As crianças-soldado de Cabo Delgado

A organização Human Rights Watch denunciou esta semana que terroristas recrutaram "centenas" de crianças e rapazes para combater as forças moçambicanas. "Disseram-nos que tínhamos que matar", conta sobrevivente.

"Eu estava escondida dentro de casa quando ouvi a voz dele e chequei o lado de fora da janela. Vi-o com um grupo de cerca de outros doze meninos, todos a vestir calças de camuflagem e com uma faixa vermelha à volta da cabeça".

O dia 24 de março foi uma das últimas vezes que esta mulher moçambicana viu o filho de 17 anos. O rapaz foi raptado por terroristas em Cabo Delgado no grande ataque armado a Palma, no norte de Moçambique.

Os atacantes armados encontraram a sua família de sete pessoas numa quinta, onde se tinham escondido durante dois dias dos combates.

"Eu estava de joelhos a implorar aos Mashababos [o nome popular local para os grupos terroristas] que me levassem no seu lugar, enquanto a minha mulher agarrava as calças do meu filho para o impedir de se ir embora", conta o pai do jovem.

"Um dos homens bateu na cabeça da minha mulher com uma AK-47 [espingarda] para a forçar a libertar [o nosso filho], enquanto o outro homem ameaçou matar-nos a todos se não deixássemos o rapaz ir", contou. 

A família de sete membros estava escondida numa quinta, quando foi atacada pelos terroristas. A mãe viu o filho mais uma vez em maio antes de deixar Palma em busca de refúgio.

## Dados fornecidos
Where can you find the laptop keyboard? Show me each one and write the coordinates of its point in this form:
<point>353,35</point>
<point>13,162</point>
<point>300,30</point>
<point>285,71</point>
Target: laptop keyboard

## Tarefa proposta 1
Substitua "terroristas" por "insurgentes" no trecho do texto sobre as crianças-soldado de Cabo Delgado entre "O dia 24 de" e "norte de Moçambique.", inclusive, e apresente esse trecho completo.
## Tarefa proposta 2
Prossiga o texto sobre as crianças-soldado de Cabo Delgado a partir do ponto em que termina.
Os registos são material independente do texto.

## Resposta esperada 1
O dia 24 de março foi uma das últimas vezes que esta mulher moçambicana viu o filho de 17 anos. O rapaz foi raptado por insurgentes em Cabo Delgado no grande ataque armado a Palma, no norte de Moçambique.

## Resposta esperada 2
Centenas de raptos

Estes relatos foram colhidos pela organização internacional de direitos humanos Human Rights Watch (HRW), que denuncia o recrutamento de crianças-soldato por terroristas do Al-Shebab, ligado ao grupo "Estado Islâmico", para engrossar as fileiras de combate contra as forças governamentais.

Na quinta-feira (29.09), a organização relatou que o grupo armado já raptou centenas de rapazes, que recebem treinamento em bases em toda a província de Cabo Delgado e são forçados a lutar ao lado de adultos contra as forças do Exército moçambicano.

Entre os raptados, há crianças de apenas 12 anos de idade. Em Palma, os pais relatam terem visto os seus filhos com armas nas mãos quando regressaram com os combatentes para invadir aldeias.

"Usar crianças para o combate é cruel, ilegal e nunca deveria acontecer", disse Mausi Segun, diretora da HRW para África numa nota. "O Al-Shebab de Moçambique deve parar imediatamente de recrutar crianças e libertar cada uma delas das suas fileiras", exortou.

A HRW destaca que as ações dos terroristas violam a proibição internacional do uso de crianças-soldado.

O relato de uma antiga criança-soldado

Um jovem relatou à HRW que foi raptado a 18 de abril de 2020 junto com dois amigos de 16 anos numa aldeia durante o ataque a Mocímboa da Praia.

O rapaz disse que os terroristas discutiram a possibilidade de decapitar os três, porque tinham um estilo de cabelo alegadamente contrário às regras do Islão. Mas, por fim, decidiram forçá-los a caminhar com os olhos vendados pela floresta até uma base do Al-Shebab em Mbau. 

"Juntamo-nos a muitos outros rapazes e meninos e fomos treinados sobre como usar armas e facas no combate. Disseram-nos que tínhamos que matar e lutar pela nossa terra e proteger nossa religião, que está sob ataque em Moçambique", contou a antiga criança-soldado.

O jovem conseguiu escapar um mês depois durante uma patrulha, mas vive com medo constante de ser novamente capturado pelos terroristas.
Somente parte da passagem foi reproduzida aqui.